On this night at S. Martin's Mission, at the entry of the officiant, who was Dolling himself, vested in a richly embroidered cope, processional lights were carried by acolytes, and there was all the dignity of ceremonial which has ever attended the worship of the Catholic Church, manifest even in germ as she ministered in her strange underground life during the age of persecution. The people had the Vespers in little books provided for them, and easily followed the service, which consisted mainly of psalms, short lesson, Magnificat and hymns, including the office hymn. The psalms were sung lustily, being the fixed Vesper ones, and were known practically by heart. The Magnificat took its due place as the ritual centre of the service, the great hymn of the Incarnation. There was no stiffness, and there was no vulgarity. Though it was distinctly a ceremonial service, yet there was really nothing ritualistic about it, in a frivolous or artificial sense, from beginning to end. Not one person engaged in this service, except Dolling and a few of his helpers, knew of High Church or Low Church, or Roman or Sarum or Protestant modes of worship. They were simply men and women who had first been gathered in off the streets, or from the neighbouring houses, having never known what Church of England worship was like of any description. They came to worship God in the way their dear friend and God's minister, the only friend besides God of many of them, had taught them to do.

But the really remarkable thing was the sermon. The deacon-missioner, the cope being removed, sat down at the altar-step and talked to his people about Jesus during the forty days of His risen life, of the walk to Emmaus, and 'the breaking of bread,' of how the Lord appeared 'in the midat' in a homely upper room like that in which they were then sitting, of how He knew each one personally and made Himself known to each--to Peter, who had denied Him, to Thomas, who doubted about Him, to poor Mary Magdalene, whose soul He had cleansed. It was a talk which seemed as if of what the speaker himself actually saw. It was as if one were in some assembly of the Primitive Church, or among the first disciples, the lovers of Jesus, waiting for the manifestation of His presence, the power of His resurrection. As we have heard Dissenters say of Dolling, 'I don't care whether he's a Ritualist or a Roman Catholic, he preaches Christ in a way I have never heard before, and hardly ever expect to hear again.'

On other nights there would be a prayer-meeting, 'one of our little Dissenting services,' as Dolling would call it, with an amused twinkle in his eye, to some very High Church lady, a member of the congregation of some dignified Ritualistic church in the West End, who had come down all the way to Maidman Street in order that she might see 'that remarkable man, Mr. Dolling, whom we have heard so much about.'

But let us hear him for himself in regard to S. Martin's Mission. We quote from a document called 'A Tract,' which he issued to all the inhabitants of his district. 'A rum tract,' he says, some will call it. It is undoubtedly out of the common run of such literature:

' December 31, 1884.

Pointing entries for labeled objects
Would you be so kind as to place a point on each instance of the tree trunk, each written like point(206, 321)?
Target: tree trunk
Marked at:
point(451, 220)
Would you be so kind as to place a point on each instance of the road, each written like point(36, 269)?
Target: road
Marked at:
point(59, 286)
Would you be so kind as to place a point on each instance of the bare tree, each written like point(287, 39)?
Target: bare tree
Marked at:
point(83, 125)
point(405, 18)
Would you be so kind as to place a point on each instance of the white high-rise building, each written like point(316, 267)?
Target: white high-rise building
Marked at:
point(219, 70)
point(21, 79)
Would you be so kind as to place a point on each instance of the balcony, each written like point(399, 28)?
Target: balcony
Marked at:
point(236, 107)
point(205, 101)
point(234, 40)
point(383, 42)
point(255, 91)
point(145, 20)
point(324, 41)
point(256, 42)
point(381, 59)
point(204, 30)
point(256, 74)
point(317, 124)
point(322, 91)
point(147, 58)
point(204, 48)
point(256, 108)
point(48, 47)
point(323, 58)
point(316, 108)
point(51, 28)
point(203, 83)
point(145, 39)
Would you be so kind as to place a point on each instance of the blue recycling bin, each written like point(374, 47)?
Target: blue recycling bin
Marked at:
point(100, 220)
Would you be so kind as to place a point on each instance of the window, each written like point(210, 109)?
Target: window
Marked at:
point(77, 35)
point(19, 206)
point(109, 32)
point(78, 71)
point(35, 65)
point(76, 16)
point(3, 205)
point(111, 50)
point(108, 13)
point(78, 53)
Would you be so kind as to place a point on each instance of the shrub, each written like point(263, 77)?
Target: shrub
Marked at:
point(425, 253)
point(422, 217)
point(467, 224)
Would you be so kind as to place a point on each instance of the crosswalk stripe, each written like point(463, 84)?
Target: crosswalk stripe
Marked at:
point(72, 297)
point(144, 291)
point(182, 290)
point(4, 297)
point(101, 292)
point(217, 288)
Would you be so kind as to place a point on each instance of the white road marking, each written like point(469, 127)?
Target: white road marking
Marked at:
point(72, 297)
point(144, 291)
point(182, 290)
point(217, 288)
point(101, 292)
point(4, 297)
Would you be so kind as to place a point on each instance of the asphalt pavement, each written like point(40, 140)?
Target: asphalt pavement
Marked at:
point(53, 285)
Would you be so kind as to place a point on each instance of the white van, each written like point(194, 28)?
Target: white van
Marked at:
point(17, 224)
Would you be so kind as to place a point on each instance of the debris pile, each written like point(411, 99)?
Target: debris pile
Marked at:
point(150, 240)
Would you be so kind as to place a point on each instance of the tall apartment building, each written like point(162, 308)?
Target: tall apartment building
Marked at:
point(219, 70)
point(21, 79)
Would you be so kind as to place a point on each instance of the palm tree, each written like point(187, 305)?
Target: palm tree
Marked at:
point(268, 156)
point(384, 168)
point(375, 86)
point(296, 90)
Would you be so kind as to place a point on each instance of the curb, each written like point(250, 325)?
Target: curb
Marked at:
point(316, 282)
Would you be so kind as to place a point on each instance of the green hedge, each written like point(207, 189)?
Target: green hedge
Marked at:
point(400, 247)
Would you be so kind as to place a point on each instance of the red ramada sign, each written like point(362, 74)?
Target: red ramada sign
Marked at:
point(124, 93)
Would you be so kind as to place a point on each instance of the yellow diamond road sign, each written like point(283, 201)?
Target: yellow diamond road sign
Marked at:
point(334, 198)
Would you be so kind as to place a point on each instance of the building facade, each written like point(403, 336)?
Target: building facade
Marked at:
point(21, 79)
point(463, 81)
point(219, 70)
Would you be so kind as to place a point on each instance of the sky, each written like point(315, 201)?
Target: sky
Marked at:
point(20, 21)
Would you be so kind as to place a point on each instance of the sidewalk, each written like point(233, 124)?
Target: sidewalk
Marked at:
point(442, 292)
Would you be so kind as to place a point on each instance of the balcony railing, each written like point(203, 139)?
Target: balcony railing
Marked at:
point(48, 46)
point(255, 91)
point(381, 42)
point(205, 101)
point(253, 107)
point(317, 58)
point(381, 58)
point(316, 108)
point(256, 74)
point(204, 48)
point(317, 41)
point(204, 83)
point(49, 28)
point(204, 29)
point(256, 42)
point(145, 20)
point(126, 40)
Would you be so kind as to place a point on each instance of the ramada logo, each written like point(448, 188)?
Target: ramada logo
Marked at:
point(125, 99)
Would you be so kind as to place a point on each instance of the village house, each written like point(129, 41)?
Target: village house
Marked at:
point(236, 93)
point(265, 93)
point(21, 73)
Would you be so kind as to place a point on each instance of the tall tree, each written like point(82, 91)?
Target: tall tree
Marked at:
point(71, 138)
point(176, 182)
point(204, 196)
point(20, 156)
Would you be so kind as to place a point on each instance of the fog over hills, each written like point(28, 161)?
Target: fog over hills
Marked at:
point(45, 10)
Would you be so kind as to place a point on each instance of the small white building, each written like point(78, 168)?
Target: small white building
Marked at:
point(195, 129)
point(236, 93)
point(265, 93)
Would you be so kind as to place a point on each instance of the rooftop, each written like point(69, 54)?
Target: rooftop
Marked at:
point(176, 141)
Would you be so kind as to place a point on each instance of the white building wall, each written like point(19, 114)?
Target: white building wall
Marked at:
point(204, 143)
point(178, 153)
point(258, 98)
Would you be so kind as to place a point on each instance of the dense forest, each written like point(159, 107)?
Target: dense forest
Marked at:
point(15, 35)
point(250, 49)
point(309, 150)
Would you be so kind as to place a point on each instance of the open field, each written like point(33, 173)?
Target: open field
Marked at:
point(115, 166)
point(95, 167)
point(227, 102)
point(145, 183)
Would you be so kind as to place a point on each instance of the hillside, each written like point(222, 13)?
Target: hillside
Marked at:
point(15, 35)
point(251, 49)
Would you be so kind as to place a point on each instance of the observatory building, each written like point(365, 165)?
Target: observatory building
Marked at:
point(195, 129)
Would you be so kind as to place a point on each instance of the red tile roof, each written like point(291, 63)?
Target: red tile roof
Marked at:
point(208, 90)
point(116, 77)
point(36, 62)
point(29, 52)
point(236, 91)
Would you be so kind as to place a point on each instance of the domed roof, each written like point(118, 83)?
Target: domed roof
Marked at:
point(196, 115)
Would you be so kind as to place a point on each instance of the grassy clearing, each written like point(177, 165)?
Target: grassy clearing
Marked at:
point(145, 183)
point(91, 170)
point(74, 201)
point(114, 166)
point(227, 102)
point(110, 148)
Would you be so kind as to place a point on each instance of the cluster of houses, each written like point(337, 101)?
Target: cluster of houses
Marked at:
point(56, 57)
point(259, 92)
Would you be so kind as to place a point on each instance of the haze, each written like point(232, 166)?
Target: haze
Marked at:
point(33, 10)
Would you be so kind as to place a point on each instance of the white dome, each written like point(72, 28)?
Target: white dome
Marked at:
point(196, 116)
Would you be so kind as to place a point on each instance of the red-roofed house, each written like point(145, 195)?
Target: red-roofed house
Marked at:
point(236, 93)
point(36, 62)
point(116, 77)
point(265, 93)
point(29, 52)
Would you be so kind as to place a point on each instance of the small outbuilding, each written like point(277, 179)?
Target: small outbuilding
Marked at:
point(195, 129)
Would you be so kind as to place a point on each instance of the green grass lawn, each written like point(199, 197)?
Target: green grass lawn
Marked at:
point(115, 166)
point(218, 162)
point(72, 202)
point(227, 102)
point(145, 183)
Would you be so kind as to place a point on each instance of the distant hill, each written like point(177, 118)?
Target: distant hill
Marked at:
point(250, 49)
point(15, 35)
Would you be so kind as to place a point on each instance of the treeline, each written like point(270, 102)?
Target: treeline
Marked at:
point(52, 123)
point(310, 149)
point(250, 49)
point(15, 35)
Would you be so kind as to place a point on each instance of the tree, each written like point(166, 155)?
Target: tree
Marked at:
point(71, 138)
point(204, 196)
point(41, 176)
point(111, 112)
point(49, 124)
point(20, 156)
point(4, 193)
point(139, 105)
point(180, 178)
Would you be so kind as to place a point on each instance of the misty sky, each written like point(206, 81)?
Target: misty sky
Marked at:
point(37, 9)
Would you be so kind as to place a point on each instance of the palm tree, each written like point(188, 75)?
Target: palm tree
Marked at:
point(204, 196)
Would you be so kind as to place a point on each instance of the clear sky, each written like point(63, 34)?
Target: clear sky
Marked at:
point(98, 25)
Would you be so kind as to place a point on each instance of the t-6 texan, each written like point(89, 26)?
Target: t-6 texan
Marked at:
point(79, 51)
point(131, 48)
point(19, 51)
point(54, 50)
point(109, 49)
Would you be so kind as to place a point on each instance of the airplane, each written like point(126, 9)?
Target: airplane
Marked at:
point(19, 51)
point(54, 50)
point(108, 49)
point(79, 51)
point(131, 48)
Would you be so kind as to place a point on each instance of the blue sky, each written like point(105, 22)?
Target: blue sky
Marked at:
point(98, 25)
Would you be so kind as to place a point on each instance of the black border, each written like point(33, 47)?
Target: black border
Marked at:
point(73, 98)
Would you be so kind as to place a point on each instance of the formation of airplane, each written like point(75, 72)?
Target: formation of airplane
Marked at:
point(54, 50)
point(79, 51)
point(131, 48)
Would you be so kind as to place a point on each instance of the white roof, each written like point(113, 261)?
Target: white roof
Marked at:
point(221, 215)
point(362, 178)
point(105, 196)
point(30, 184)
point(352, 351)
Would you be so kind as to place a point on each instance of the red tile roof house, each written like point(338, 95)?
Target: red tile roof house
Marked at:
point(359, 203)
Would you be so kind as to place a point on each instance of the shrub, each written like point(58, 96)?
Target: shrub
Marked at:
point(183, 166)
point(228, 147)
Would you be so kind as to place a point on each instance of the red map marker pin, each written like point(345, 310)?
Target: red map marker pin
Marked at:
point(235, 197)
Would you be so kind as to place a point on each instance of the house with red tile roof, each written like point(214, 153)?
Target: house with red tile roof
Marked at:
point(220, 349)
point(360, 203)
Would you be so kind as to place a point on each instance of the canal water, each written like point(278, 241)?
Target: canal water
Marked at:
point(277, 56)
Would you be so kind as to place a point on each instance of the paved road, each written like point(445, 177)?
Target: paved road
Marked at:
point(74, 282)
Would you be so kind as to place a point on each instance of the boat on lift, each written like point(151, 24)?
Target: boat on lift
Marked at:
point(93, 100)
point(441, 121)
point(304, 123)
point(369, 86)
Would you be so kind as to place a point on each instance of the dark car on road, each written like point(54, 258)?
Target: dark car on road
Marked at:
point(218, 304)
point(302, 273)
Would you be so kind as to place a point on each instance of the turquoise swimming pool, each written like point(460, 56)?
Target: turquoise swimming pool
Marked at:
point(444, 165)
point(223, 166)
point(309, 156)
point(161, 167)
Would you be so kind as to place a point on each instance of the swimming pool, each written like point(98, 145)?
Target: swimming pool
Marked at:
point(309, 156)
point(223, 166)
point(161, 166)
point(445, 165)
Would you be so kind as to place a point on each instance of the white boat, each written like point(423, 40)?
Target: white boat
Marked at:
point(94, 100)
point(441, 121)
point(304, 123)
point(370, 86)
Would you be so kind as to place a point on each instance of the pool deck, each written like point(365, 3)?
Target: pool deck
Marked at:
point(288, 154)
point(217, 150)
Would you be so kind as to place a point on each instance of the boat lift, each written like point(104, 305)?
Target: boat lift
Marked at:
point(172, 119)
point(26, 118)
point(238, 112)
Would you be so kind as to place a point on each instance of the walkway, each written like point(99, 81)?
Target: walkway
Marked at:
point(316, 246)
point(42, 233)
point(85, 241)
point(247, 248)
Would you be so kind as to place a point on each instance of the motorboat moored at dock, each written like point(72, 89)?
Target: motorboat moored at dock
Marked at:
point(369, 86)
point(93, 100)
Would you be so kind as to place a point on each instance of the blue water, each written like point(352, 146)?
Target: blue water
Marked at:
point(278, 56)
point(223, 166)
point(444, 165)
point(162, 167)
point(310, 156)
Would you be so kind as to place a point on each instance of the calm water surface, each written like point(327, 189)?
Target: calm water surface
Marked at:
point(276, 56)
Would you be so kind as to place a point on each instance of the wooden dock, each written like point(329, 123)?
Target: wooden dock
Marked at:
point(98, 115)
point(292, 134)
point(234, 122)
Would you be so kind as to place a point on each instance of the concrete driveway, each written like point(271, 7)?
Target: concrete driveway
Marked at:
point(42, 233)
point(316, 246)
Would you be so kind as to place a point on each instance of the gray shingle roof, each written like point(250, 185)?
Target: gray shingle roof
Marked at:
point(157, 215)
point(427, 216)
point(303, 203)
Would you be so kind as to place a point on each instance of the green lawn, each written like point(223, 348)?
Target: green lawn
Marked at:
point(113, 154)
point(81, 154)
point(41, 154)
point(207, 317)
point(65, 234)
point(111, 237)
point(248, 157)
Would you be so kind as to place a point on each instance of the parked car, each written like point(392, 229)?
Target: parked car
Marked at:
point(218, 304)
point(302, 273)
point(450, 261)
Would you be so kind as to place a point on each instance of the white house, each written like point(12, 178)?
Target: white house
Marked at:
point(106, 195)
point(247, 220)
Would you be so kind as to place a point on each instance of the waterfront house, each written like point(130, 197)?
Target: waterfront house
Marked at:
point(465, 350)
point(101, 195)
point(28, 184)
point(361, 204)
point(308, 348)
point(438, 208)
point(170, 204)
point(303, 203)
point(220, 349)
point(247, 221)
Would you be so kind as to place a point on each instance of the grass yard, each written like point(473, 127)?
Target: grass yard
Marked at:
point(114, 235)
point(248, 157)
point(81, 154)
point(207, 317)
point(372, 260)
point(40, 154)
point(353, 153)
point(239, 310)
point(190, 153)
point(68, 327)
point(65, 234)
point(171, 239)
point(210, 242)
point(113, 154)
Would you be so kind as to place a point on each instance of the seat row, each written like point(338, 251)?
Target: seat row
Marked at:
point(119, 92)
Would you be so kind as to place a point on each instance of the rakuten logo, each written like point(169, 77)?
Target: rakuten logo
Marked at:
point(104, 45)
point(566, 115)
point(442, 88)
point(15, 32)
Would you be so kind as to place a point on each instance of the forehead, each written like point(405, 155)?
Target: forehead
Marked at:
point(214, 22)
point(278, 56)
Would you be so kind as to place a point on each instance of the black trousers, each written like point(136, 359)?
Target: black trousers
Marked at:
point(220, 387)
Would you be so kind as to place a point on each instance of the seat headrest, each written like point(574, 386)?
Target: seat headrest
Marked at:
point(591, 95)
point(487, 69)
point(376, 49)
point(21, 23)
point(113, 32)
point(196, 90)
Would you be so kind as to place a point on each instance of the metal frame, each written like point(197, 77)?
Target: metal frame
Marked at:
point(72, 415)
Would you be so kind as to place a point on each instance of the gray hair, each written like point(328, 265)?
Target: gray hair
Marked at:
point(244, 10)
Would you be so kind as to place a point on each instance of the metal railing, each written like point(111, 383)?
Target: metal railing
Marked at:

# To do
- a) Please decide whether each statement agrees with the S. Martin's Mission text, answering yes or no and quoting the words that decide it: (i) Dolling wore a richly embroidered cope when he entered as officiant; (ii) the people followed the Vespers without any books; (iii) the sermon was given from the pulpit.
- b) In the S. Martin's Mission text, what was the document that Dolling issued to all the inhabitants of his district called?
The material has no connection to the S. Martin's Mission text.

# The responses
- a)
(i) Yes: "who was Dolling himself, vested in a richly embroidered cope"
(ii) No: "The people had the Vespers in little books provided for them"
(iii) No: "sat down at the altar-step and talked to his people"

- b) 'A Tract'